## [EXERCISE OBJECTIVE]
Can you write the next part of the mutation-analysis pipeline documentation below, starting right after its last sentence?

## [READING TEXT]
- **`recurrence`**:
  This step determines whether a given mutation recurs across different samples in the dataset or in external datasets. It is composed of two scripts: one (`_add_recurrence_to_single_file.py`) processes a single VCF file by comparing each mutation to recurrence dictionaries—either computed from the current dataset or loaded from external JSONs. Mutations that appear at the same genomic position, with the same alternate allele and gene, but in different patients, are considered recurrent. A summary string of matching entries and a count of recurrent matches are appended as new columns. The second script (`add_recurrence_to_all_paths.py`) loops through all current VCF files in `results.json`, submits the single-file script either locally or to a cluster, and saves the updated output using a configured suffix. The recurrence step supports cohort-specific recurrence tracking and is logged as a new key in `results.json` for downstream use.

  Internally, the recurrence step works by identifying mutations that share the same chromosome, genomic position, gene, and alternate allele across different patients. A recurrence dictionary is created from either the current dataset or supplemental datasets (if configured), and mutations are matched against this dictionary. For each match found, the pipeline appends two new columns: one containing a semicolon-separated list of matching mutation metadata (defined within configuration file under `recurrence.name_of_column_to_add`, which defaults to `paths_with_recurrence(format=path,pid,cohort,bp,ref,alt,gene,chr,raw_score,zscore,log_score,confidence,purity,af)`), and another recording the total number of recurrences. This enables downstream scoring steps to weigh recurrent mutations more heavily, improving prioritization of potentially driver events.

#### Post-Processing Steps

- **`add_ncbi_and_tf_information`**:This step enriches the mutation file with descriptions for genes and transcription factors (TFs) based on the NCBI gene summary. For each row in the VCF, both the associated gene and any predicted TFs (extracted from the JASPAR annotation column) are cross-referenced with a user-provided JSON file that maps gene symbols to functional descriptions. A new column, `ncbi_gene_and_tf_summaries`, is added containing this information in dictionary format.

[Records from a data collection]
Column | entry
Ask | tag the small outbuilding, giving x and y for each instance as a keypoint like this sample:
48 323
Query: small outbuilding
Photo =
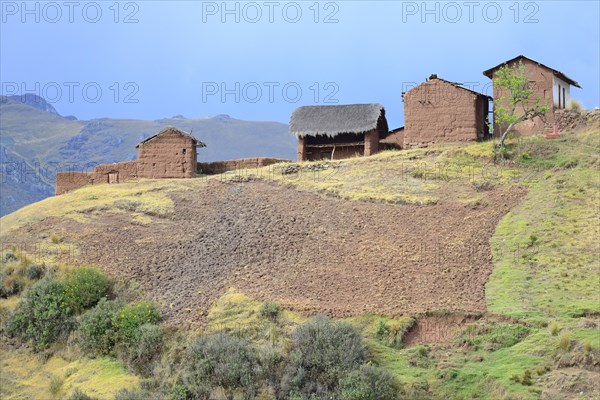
338 131
171 153
550 86
440 111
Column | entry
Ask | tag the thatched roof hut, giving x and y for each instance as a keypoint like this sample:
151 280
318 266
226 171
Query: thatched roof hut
339 131
336 119
172 129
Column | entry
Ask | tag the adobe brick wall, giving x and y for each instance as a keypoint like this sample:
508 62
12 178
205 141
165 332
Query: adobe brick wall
371 142
437 111
219 167
542 89
66 181
301 150
170 155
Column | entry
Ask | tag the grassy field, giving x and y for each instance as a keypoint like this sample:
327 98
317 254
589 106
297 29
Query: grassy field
542 297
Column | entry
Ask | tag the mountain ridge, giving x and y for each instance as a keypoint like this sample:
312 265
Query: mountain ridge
68 143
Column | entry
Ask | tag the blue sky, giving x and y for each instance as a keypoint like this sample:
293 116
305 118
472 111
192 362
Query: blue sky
260 60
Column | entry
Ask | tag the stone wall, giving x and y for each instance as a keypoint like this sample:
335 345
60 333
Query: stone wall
371 142
103 173
67 181
571 120
170 155
219 167
437 112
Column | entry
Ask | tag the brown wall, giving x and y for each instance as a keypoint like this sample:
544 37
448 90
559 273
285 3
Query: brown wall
164 157
219 167
437 111
161 157
371 142
66 181
542 89
395 140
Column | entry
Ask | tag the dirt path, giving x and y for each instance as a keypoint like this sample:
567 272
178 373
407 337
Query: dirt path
306 251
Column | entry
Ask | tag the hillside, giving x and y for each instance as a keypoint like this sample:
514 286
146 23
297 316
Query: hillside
34 137
466 278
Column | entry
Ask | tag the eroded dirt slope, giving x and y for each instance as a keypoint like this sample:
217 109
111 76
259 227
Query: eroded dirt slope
307 251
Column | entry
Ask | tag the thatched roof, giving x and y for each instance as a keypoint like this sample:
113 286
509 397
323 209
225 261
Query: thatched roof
434 77
490 72
334 120
172 129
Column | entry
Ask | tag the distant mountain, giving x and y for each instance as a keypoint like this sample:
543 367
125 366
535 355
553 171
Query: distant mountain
36 141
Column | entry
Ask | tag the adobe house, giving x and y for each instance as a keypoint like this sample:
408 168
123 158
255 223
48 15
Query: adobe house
171 153
440 111
552 87
340 131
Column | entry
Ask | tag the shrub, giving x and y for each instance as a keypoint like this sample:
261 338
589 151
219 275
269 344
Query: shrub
34 271
576 105
131 317
270 310
85 287
8 257
79 395
10 285
393 331
55 385
554 328
564 341
144 348
322 351
43 316
97 332
221 360
368 383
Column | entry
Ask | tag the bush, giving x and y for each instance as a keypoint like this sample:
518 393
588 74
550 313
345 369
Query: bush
43 316
85 287
368 383
97 332
34 271
55 385
145 347
323 350
10 285
8 257
564 341
131 317
270 310
221 360
79 395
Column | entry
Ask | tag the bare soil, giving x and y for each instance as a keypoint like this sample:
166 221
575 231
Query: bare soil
307 251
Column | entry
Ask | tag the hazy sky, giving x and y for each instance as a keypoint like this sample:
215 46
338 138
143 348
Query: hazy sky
260 60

## [TASK RESPONSE]
- **`add_tf_logo_plot`**:Each mutation’s TFBS predictions are further annotated with direct links to JASPAR sequence logo images. These logos help visualize the binding motifs of TFs predicted to be affected by the mutation. If the TF name is found in the downloaded JASPAR metadata, the corresponding sequence logo URL is appended to each entry in the TFBS prediction column.
- **`add_expression_traces`**:This step aggregates expression data across cohorts for each gene and TF associated with a mutation. For every row, the pipeline identifies recurrent cohorts and relevant genes/TFs, then collects raw, z-score, and log-transformed expression values from the RNA-Seq dataframe. These values are stored in the `expression_traces` column, enabling downstream review of expression variation across cohorts and samples. This step can be toggled off or on depending on memory and processing considerations.
- **`_add_num_original_promoter_and_final_mutations_to_single_patient_path`**:The pipeline logs how many mutations from each sample survive through different stages of the pipeline. For each mutation, columns are added to indicate the total number of mutations after preprocessing, after promoter filtering, and after the final stage. These counts provide a sense of pipeline attrition and help identify overly stringent filters.
- **`calculate_remind_score`**:
  The final scoring function combines multiple weighted features to generate a composite REMIND-Cancer score for each mutation. Genomic features (e.g., TFBS changes, recurrence, purity, allele frequency), transcriptomic expression, and binary annotations (e.g., CGC membership, open chromatin) are aggregated using weights defined in the configuration file. The final score is stored in a column named `score` and is used to rank mutations in the final results CSV.